> _Task description_
Rewrite the data below, changing every "rough mask" to "coarse mask" and leaving everything else as it is.
□ □ □ □
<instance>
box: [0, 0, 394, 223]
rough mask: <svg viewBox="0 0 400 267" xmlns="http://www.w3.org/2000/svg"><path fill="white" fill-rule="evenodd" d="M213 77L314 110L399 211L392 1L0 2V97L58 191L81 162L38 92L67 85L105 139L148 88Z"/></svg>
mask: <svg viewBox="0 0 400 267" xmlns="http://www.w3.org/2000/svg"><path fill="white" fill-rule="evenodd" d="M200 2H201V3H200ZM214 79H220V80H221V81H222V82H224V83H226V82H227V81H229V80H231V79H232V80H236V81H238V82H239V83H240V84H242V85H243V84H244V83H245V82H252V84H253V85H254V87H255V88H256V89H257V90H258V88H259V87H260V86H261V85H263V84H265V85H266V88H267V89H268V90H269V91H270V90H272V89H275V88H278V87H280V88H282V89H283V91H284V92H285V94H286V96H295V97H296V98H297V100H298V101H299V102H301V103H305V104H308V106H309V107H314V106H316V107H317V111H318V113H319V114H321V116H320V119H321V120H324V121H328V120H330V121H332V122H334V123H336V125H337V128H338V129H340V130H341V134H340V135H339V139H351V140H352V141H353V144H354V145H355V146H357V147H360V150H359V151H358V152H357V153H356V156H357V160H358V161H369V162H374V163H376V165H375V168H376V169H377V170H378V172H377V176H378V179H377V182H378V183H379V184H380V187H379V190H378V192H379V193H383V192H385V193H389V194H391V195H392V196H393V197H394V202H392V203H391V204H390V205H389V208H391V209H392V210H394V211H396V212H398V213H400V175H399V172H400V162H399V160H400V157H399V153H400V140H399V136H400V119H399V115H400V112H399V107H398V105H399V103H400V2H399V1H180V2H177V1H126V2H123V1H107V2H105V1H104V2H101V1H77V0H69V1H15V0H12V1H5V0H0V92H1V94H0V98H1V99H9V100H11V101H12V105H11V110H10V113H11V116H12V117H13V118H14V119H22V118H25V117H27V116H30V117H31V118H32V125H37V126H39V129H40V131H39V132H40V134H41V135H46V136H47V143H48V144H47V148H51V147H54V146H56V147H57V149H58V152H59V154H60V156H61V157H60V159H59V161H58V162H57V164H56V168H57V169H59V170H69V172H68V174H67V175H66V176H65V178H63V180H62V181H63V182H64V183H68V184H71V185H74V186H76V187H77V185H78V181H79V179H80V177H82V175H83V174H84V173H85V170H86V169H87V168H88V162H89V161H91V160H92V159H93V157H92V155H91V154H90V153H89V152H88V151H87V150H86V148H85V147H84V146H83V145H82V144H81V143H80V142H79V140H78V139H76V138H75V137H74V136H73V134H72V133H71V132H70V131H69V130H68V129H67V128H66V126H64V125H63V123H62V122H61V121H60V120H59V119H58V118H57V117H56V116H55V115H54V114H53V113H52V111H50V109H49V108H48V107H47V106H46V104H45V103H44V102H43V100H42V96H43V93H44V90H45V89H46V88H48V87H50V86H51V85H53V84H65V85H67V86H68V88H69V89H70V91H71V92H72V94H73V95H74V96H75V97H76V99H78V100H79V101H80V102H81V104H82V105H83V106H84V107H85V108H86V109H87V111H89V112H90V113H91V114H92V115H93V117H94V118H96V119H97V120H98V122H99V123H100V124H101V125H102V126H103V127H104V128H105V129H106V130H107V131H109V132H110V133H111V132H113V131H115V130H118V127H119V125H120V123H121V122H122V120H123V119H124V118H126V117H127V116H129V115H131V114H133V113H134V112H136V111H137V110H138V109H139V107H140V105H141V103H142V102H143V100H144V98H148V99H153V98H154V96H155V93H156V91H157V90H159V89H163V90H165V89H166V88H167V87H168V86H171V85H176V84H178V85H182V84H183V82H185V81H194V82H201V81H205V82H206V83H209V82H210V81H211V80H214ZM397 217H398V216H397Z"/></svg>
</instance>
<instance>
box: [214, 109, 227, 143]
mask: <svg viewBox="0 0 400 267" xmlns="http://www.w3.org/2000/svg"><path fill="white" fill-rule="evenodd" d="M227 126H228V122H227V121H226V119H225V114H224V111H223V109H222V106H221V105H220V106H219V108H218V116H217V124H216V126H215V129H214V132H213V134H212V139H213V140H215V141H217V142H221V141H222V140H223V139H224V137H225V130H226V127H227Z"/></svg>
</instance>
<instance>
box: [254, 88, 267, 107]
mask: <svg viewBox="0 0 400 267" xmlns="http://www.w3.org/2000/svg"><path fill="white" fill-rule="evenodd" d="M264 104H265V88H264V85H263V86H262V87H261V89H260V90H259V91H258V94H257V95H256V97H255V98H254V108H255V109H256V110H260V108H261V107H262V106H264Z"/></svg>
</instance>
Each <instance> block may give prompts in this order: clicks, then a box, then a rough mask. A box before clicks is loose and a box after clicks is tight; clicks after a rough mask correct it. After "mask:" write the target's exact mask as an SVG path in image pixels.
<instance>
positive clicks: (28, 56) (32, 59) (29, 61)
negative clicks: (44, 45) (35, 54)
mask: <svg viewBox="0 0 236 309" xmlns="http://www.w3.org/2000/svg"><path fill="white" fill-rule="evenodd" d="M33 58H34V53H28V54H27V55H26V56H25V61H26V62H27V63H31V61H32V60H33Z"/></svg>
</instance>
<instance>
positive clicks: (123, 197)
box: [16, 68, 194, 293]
□ □ □ □
> _Response box_
<instance>
box: [0, 0, 394, 223]
coarse mask: <svg viewBox="0 0 400 267" xmlns="http://www.w3.org/2000/svg"><path fill="white" fill-rule="evenodd" d="M213 77L314 110L399 211L392 1L0 2V97L58 191L81 162L38 92L67 85L105 139L148 88Z"/></svg>
mask: <svg viewBox="0 0 400 267" xmlns="http://www.w3.org/2000/svg"><path fill="white" fill-rule="evenodd" d="M200 2H201V3H200ZM214 79H220V80H221V81H222V82H224V83H226V82H227V81H229V80H231V79H232V80H236V81H238V82H239V83H240V84H242V85H243V84H244V83H245V82H252V84H253V85H254V87H255V88H256V89H257V90H258V88H259V87H260V86H261V85H263V84H265V85H266V88H267V89H268V90H269V91H270V90H272V89H275V88H278V87H280V88H282V89H283V91H284V92H285V94H286V96H295V97H296V98H297V100H298V101H299V102H301V103H305V104H308V106H309V107H314V106H316V107H317V111H318V113H319V114H321V116H320V119H321V120H324V121H328V120H330V121H332V122H334V123H336V125H337V128H338V129H340V130H341V134H340V135H339V139H351V140H352V141H353V144H354V145H355V146H357V147H360V150H359V151H358V152H357V153H356V156H357V160H358V161H369V162H374V163H376V165H375V168H376V169H377V170H378V172H377V176H378V179H377V182H378V183H379V184H380V187H379V190H378V192H379V193H383V192H385V193H389V194H391V195H392V196H393V197H394V202H392V203H391V204H390V205H389V208H391V209H392V210H394V211H396V212H398V213H400V175H399V172H400V162H399V160H400V157H399V153H400V140H399V136H400V119H399V115H400V112H399V107H398V105H399V103H400V2H399V1H180V2H177V1H126V2H123V1H107V2H105V1H104V2H101V1H77V0H69V1H15V0H12V1H5V0H0V92H1V94H0V98H1V99H9V100H11V101H12V105H11V110H10V113H11V116H12V117H13V118H14V119H22V118H25V117H27V116H30V117H31V118H32V125H37V126H39V129H40V131H39V132H40V134H41V135H46V136H47V143H48V144H47V148H51V147H54V146H56V147H57V149H58V152H59V154H60V156H61V157H60V159H59V161H58V162H57V164H56V168H57V169H59V170H69V172H68V174H67V175H66V176H65V178H63V180H62V181H63V182H64V183H68V184H71V185H74V186H76V187H77V185H78V181H79V179H80V177H82V175H83V174H84V173H85V170H86V169H87V168H88V162H89V161H91V160H92V159H93V157H92V155H91V154H90V153H89V152H88V151H87V150H86V148H85V147H84V146H83V145H82V144H81V143H80V142H79V140H78V139H76V138H75V137H74V136H73V134H72V133H71V132H70V131H69V130H68V129H67V128H66V126H64V125H63V123H62V122H61V121H60V120H59V119H58V118H57V117H56V116H55V115H54V114H53V113H52V111H50V109H49V108H48V107H47V106H46V104H45V103H44V102H43V100H42V96H43V93H44V90H45V89H46V88H48V87H50V86H51V85H53V84H65V85H67V86H68V88H69V89H70V91H71V92H72V94H73V95H74V96H75V97H76V99H78V100H79V101H80V102H81V104H82V105H83V106H84V107H85V108H86V109H87V111H89V112H90V113H91V114H92V115H93V117H94V118H96V119H97V120H98V122H99V123H100V124H101V125H102V126H103V127H104V128H105V129H106V130H107V131H109V132H110V133H111V132H113V131H115V130H118V127H119V125H120V123H121V122H122V120H123V119H124V118H126V117H127V116H129V115H131V114H133V113H134V112H136V111H137V110H138V109H139V107H140V105H141V103H142V102H143V100H144V98H148V99H153V98H154V96H155V93H156V91H157V90H159V89H163V90H165V89H166V88H167V87H168V86H171V85H176V84H178V85H182V84H183V82H185V81H194V82H201V81H205V82H206V83H209V82H210V81H211V80H214ZM397 217H398V216H397Z"/></svg>
</instance>
<instance>
box: [214, 109, 227, 143]
mask: <svg viewBox="0 0 400 267" xmlns="http://www.w3.org/2000/svg"><path fill="white" fill-rule="evenodd" d="M227 126H228V122H227V121H226V119H225V114H224V111H223V109H222V106H221V105H220V106H219V108H218V116H217V124H216V126H215V129H214V132H213V134H212V139H213V140H215V141H217V142H221V141H222V140H223V139H224V137H225V130H226V127H227Z"/></svg>
</instance>
<instance>
box: [254, 88, 267, 107]
mask: <svg viewBox="0 0 400 267" xmlns="http://www.w3.org/2000/svg"><path fill="white" fill-rule="evenodd" d="M264 104H265V88H264V85H263V86H262V87H261V89H260V90H259V91H258V94H257V95H256V97H255V98H254V108H255V109H256V110H260V108H261V107H262V106H264Z"/></svg>
</instance>
Each <instance> block may give prompts in this order: clicks, then a box, then a coarse mask. A box before clicks is loose and a box after clicks is tight; clicks after a coarse mask correct it. After "mask:" write the target's exact mask as an SVG path in image pixels.
<instance>
positive clicks: (28, 56) (32, 59) (29, 61)
negative clicks: (44, 45) (35, 54)
mask: <svg viewBox="0 0 236 309" xmlns="http://www.w3.org/2000/svg"><path fill="white" fill-rule="evenodd" d="M33 58H34V53H28V54H27V55H26V56H25V61H26V62H27V63H31V61H32V60H33Z"/></svg>
</instance>
<instance>
positive clicks: (123, 197)
box: [16, 68, 194, 293]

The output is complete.